-- What you have to do --
Reproduce all the entries exactly.

[Data entries]
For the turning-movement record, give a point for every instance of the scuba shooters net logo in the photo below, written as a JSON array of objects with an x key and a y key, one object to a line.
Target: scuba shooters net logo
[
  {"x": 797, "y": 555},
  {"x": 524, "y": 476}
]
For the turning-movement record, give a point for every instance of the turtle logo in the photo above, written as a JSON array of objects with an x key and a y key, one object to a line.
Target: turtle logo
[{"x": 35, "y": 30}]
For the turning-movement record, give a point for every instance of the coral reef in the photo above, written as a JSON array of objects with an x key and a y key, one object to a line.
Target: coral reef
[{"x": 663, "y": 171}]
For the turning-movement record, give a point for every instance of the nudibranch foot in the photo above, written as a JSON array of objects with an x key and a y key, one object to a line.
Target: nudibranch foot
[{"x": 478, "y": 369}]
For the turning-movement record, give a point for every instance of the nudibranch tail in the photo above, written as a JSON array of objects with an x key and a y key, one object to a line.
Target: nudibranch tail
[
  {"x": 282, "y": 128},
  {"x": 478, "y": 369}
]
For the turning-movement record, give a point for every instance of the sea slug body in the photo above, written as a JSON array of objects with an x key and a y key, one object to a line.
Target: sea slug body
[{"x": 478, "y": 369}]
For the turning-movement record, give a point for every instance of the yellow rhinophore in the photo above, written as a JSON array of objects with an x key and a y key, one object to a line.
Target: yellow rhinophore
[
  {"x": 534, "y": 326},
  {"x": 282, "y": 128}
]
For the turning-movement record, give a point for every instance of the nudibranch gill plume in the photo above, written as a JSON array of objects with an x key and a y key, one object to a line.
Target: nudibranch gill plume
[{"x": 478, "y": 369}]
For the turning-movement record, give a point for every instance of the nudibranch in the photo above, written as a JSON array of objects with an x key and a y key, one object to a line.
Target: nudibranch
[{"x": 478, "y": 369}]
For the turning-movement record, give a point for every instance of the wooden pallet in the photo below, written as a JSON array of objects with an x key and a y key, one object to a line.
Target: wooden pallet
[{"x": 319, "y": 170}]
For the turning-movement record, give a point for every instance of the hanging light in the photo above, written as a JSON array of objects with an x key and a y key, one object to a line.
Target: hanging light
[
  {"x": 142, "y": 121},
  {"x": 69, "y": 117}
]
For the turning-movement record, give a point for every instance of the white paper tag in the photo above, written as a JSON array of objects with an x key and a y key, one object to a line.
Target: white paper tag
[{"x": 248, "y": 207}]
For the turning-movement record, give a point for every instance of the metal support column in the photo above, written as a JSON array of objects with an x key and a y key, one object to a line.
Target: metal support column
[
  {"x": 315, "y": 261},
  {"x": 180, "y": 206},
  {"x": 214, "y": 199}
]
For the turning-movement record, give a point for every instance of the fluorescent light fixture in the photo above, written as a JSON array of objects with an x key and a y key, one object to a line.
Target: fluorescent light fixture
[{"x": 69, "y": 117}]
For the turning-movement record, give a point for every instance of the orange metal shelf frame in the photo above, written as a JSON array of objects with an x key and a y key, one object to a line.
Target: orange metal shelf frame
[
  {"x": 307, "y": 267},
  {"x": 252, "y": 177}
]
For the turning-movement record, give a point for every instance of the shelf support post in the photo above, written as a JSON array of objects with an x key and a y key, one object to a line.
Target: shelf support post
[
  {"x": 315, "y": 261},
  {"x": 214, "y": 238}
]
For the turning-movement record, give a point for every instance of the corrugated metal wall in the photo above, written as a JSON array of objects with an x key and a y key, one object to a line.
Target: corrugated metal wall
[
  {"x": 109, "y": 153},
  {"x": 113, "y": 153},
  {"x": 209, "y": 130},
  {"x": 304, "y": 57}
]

-- Answer for the task --
For the turning-movement record, give a point for every instance of the scuba shooters net logo in the photo below, written as a JSON array of objects with an x key and a y key, one object to a line.
Target: scuba shooters net logo
[
  {"x": 797, "y": 555},
  {"x": 524, "y": 476}
]
For the turning-movement record, give a point for every instance of the turtle logo in the photo above, written as a JSON array of objects with an x key and a y key, one object to a line.
Target: turtle logo
[{"x": 35, "y": 30}]
For the turning-movement record, give a point for every instance of the coral reef in the photo above, written as a JSON array of objects with an x key and a y key, one object to a line.
Target: coral reef
[{"x": 663, "y": 171}]
For the turning-movement record, give a point for every instance of the nudibranch foot in the photo above, written as a JSON array of objects with an x key and a y key, one object to a line.
Target: nudibranch foot
[{"x": 478, "y": 369}]
For the turning-movement record, give a point for every instance of the nudibranch tail in the photo above, written as a JSON array of objects with an x key and a y key, one object to a line.
Target: nudibranch tail
[
  {"x": 282, "y": 128},
  {"x": 478, "y": 369}
]
For the turning-movement record, give a point for every instance of the sea slug body in the photo above, written as a JSON array of objects with an x key and a y key, one object to a line.
Target: sea slug body
[{"x": 478, "y": 369}]
For the turning-movement record, give a point for every instance of the yellow rhinophore in the photo above, written as a JSON array of objects with an x key and a y key, one object to a line.
Target: yellow rhinophore
[
  {"x": 534, "y": 326},
  {"x": 282, "y": 128}
]
For the turning-movement record, give a point for every instance of the nudibranch gill plume in the photo above, written as a JSON array of objects with an x key and a y key, one object to a line.
Target: nudibranch gill plume
[{"x": 478, "y": 369}]
For the turning-movement record, give a point for every instance of the nudibranch in the photo above, written as a JSON array of objects with an x key and a y key, one object to a line.
Target: nudibranch
[{"x": 478, "y": 369}]
For the turning-movement record, give a point for every instance of the wooden pallet in the photo below, written as a JSON array of objects with an x key and a y key, one object to a line.
Target: wooden pallet
[{"x": 319, "y": 170}]
For the turning-movement record, give a point for every instance of the hanging light in the photo above, written as a JSON array of objects with an x key and a y key, one object to a line.
Target: hanging light
[
  {"x": 142, "y": 121},
  {"x": 69, "y": 117}
]
For the turning-movement record, give a point for every instance of the white paper tag in the photo above, written as a JSON array of objects with an x key and a y key, one object to a line.
Target: white paper tag
[{"x": 248, "y": 207}]
For the turning-movement record, give a point for every instance of the metal support column in the photo above, written as a JSON array of objects with an x key and a y key, one object to a line.
Target: metal support column
[
  {"x": 315, "y": 261},
  {"x": 180, "y": 206},
  {"x": 214, "y": 199}
]
For the turning-movement record, give a point for every instance of the fluorescent light fixture in the photo above, written as a JSON array of objects with an x key and a y key, one object to a line.
Target: fluorescent light fixture
[{"x": 69, "y": 117}]
For the turning-movement record, give a point for every instance of the orange metal shelf frame in the photo above, written as a JSON array of objects with an x key and a y key, one object to a line.
Target: orange metal shelf frame
[
  {"x": 307, "y": 267},
  {"x": 252, "y": 177}
]
For the turning-movement record, give a point for every instance of the shelf support post in the photo above, written as a JSON array of objects with an x key and a y key, one object to a line.
Target: shelf support post
[
  {"x": 315, "y": 261},
  {"x": 214, "y": 238}
]
For the turning-movement record, give a point for every instance of the corrugated metal wall in the photo above, written as a JSON array of objects with an x key and a y key, one object to a line.
Target: corrugated metal wall
[
  {"x": 109, "y": 153},
  {"x": 113, "y": 153},
  {"x": 209, "y": 130},
  {"x": 304, "y": 57}
]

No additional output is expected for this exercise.